Exercise description:
Locate the line containing "Exercise. Find the mowed" in the material below; repeat it and every line after it, exactly as written.

Stored items

-=-=-

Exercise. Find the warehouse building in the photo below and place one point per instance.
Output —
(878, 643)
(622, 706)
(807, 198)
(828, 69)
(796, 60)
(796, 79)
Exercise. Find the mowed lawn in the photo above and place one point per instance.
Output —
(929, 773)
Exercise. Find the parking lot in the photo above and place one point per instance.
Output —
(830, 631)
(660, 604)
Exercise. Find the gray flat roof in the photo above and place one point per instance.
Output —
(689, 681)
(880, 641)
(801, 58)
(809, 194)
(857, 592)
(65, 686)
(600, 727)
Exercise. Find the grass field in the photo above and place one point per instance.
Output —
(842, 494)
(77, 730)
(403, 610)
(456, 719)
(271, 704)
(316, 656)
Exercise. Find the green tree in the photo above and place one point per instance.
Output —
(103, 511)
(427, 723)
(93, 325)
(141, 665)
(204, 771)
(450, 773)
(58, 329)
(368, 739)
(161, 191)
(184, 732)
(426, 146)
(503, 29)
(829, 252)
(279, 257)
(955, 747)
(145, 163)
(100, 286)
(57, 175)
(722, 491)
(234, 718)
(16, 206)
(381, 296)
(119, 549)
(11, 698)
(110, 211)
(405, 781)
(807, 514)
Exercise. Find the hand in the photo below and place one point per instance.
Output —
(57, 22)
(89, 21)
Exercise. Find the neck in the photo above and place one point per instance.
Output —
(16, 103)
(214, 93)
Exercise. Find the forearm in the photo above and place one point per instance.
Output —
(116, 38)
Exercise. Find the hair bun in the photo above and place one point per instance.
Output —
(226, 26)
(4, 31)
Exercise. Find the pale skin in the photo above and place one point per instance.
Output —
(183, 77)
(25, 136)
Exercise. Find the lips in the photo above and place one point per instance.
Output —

-=-=-

Response for this exercise:
Exercise. Find the mowed lawn in the photo above and place one point per instance.
Output —
(929, 773)
Exercise. Find the parking lot in the photo above and place one point per instance.
Output —
(830, 631)
(660, 604)
Exercise. Find the gray flat roof in the photo above and place one point per instance.
Output —
(689, 681)
(880, 641)
(801, 58)
(809, 194)
(857, 592)
(65, 686)
(600, 727)
Exercise. Find the grass field in the photo above and place one point per instance.
Output —
(842, 494)
(77, 730)
(403, 610)
(456, 719)
(271, 704)
(316, 656)
Exercise. Find the green tree in the photo above and place one point per instance.
Output —
(103, 511)
(427, 723)
(93, 325)
(141, 665)
(204, 771)
(450, 773)
(58, 329)
(368, 739)
(161, 191)
(184, 732)
(426, 146)
(503, 29)
(829, 252)
(279, 257)
(955, 747)
(145, 163)
(100, 286)
(57, 175)
(722, 491)
(234, 718)
(16, 206)
(381, 296)
(119, 549)
(11, 698)
(110, 211)
(405, 781)
(807, 514)
Exercise. Find the hand in the photo below and place one point per instance.
Output —
(57, 22)
(89, 21)
Exercise. Find the neck in the photo above and place one point per instance.
Output —
(16, 103)
(214, 93)
Exercise. Find the forearm in the photo above and place one point per instance.
Output —
(116, 38)
Exercise. Find the hair bun in the photo above and place one point per instance.
Output —
(226, 26)
(4, 31)
Exercise. Find the pale skin in the photo above and place one point per instance.
Output —
(183, 77)
(25, 136)
Exercise. Find the lips in the photo above and place one point per instance.
Output —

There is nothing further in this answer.